# PROVIDED PASSAGE
Start of Block

[Haskell-cafe] bytestring vs. uvector

Sun Mar 8 03:33:02 EDT 2009

bos:
> On Sat, Mar 7, 2009 at 10:23 PM, Alexander Dunlap <alexander.dunlap at gmail.com>
> wrote:
> 
>     Hi all,
> 
>     For a while now, we have had Data.ByteString[.Lazy][.Char8] for our
>     fast strings. Now we also have Data.Text, which does the same for
>     Unicode. These seem to be the standard for dealing with lists of bytes
>     and characters.
> 
>     Now we also have the storablevector, uvector, and vector packages.
>     These seem to be also useful for unpacked data, *including* Char and
>     Word8 values.
> 
>     What is the difference between bytestring and these new "fast array"
>     libraries? Are the latter just generalizations of the former?
> 
> 
> There are quite a few overlaps and differences among them.
> 
> bytestring is mature and useful for low-level byte buffer manipulations, and
> also for efficient I/O. This is in part because it uses pinned pointers that
> can interoperate easily with foreign code. It used to have an early fusion
> rewriting framework, but that was abandoned. So it will not fuse multiple
> ByteString traversals into single loops. This library is widely used, and also
> somewhat abused for text I/O.
> 
> storablevector is not mature (I'm not even sure if it's actually used) and is a
> derivative of an old version of the bytestring library, and so has similar
> characteristics for interacting with foreign code. It contains some old fusion
> code that is sketchy in nature and somewhat likely to be broken. I'm not sure I
> would recommend using this library.
> 
> uvector is, if my memory serves me correctly, a fork of the vector library. It
> uses modern stream fusion, but is under active development and is a little
> scary. I'm a little unclear on the exact difference between uvector and vector.
> Both use arrays that are not pinned, so they can't be readily used with foreign
> code. If you want to use either library, understand that you're embarking on a
> bracing adventure.
> 
> text is not mature, and is based on the same modern fusion framework as uvector
> and vector. It uses unpinned arrays, but provides functions for dealing with
> foreign code. It uses a denser encoding than uvector for text, and provides
> text-oriented functions like splitting on word and line boundaries. Although
> it's intended for use with Unicode text, it does not yet provide proper
> Unicode-aware functions for things like case conversion. It interacts with
> bytestring to perform conversion to and from standard representations like
> UTF-8, and (via the text-icu package) ICU for others (SJIS, KOI-8, etc). If you
> want to use this library, understand that you're embarking on a bracing
> adventure.

I endorse this message.

End of Block

# REQUIREMENT 1
Reproduce word for word the lines of the listing, starting with its first line and going on through the line with "positive clicks: (638, 143)", including both.
The forum thread and the listing are separate pieces of material.

(Records in a dataset)
Start of Block

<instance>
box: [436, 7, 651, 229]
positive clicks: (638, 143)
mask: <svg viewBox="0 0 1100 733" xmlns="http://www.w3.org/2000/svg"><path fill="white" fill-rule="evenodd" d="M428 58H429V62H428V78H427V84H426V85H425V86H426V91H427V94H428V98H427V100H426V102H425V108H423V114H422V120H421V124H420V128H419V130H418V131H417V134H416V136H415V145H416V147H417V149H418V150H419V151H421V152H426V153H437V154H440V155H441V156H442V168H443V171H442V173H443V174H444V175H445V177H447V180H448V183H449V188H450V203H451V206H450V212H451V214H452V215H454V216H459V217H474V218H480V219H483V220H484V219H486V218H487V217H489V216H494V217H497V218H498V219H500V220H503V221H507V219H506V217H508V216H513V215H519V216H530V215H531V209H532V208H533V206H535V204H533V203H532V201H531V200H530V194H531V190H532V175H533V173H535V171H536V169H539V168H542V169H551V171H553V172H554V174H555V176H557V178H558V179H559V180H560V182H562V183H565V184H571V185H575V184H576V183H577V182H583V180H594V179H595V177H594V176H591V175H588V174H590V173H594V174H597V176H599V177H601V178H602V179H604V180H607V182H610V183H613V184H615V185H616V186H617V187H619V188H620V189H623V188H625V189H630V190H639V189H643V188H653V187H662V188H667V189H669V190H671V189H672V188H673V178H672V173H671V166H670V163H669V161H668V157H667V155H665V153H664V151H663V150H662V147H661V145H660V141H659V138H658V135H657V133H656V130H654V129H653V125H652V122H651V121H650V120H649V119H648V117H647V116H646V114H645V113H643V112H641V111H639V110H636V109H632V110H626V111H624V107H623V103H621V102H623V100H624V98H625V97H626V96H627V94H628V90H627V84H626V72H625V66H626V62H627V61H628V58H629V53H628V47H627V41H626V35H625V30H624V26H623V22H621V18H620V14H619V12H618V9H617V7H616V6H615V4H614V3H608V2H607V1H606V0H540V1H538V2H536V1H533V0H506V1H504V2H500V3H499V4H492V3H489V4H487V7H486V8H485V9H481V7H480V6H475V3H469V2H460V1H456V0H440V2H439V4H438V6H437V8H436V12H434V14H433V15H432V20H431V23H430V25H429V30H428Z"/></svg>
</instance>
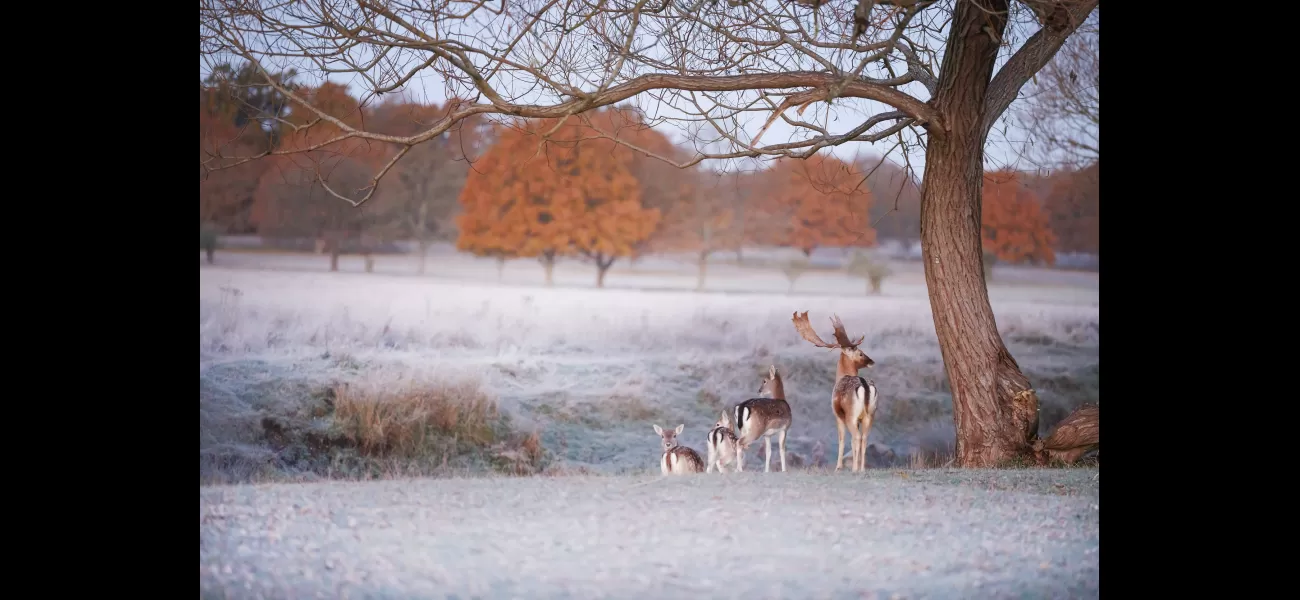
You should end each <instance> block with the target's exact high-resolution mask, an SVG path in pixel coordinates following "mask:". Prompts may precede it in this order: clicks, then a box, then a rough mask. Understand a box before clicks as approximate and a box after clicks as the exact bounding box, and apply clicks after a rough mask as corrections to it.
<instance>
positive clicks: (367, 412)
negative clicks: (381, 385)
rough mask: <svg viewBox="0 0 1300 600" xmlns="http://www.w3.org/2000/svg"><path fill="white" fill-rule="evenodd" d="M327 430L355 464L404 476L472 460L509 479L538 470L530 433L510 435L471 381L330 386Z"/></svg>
mask: <svg viewBox="0 0 1300 600" xmlns="http://www.w3.org/2000/svg"><path fill="white" fill-rule="evenodd" d="M334 427H335V431H337V432H338V435H339V436H341V438H342V439H343V440H346V443H347V445H350V447H352V448H354V449H355V452H356V453H357V455H359V456H360V457H361V458H365V460H369V461H378V462H381V464H383V462H386V464H390V465H403V466H402V468H400V470H402V471H406V473H409V471H412V470H413V471H416V473H429V471H437V470H439V469H443V470H445V469H448V468H472V466H474V465H473V464H474V462H486V465H482V464H480V465H478V466H490V468H493V470H498V471H506V473H512V474H529V473H537V471H539V470H541V469H542V468H543V466H545V465H543V462H545V452H543V448H542V445H541V438H539V436H538V435H537V432H532V434H523V432H517V431H515V430H513V429H512V427H511V419H510V418H508V416H506V414H503V413H502V412H500V410H499V408H498V405H497V401H495V400H494V399H491V397H490V396H489V395H487V394H486V392H484V390H482V387H481V383H480V382H478V381H476V379H452V381H443V382H421V383H413V382H412V383H406V384H402V386H398V387H389V386H356V384H338V386H335V388H334Z"/></svg>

End of Block

# REQUIREMENT 2
Quote the forum thread, starting with "Sun Mar 8 03:33:02" and going on through "and vector packages.".

# EXERCISE ANSWER 1
<instance>
box: [436, 7, 651, 229]
positive clicks: (638, 143)

# EXERCISE ANSWER 2
Sun Mar 8 03:33:02 EDT 2009

bos:
> On Sat, Mar 7, 2009 at 10:23 PM, Alexander Dunlap <alexander.dunlap at gmail.com>
> wrote:
> 
>     Hi all,
> 
>     For a while now, we have had Data.ByteString[.Lazy][.Char8] for our
>     fast strings. Now we also have Data.Text, which does the same for
>     Unicode. These seem to be the standard for dealing with lists of bytes
>     and characters.
> 
>     Now we also have the storablevector, uvector, and vector packages.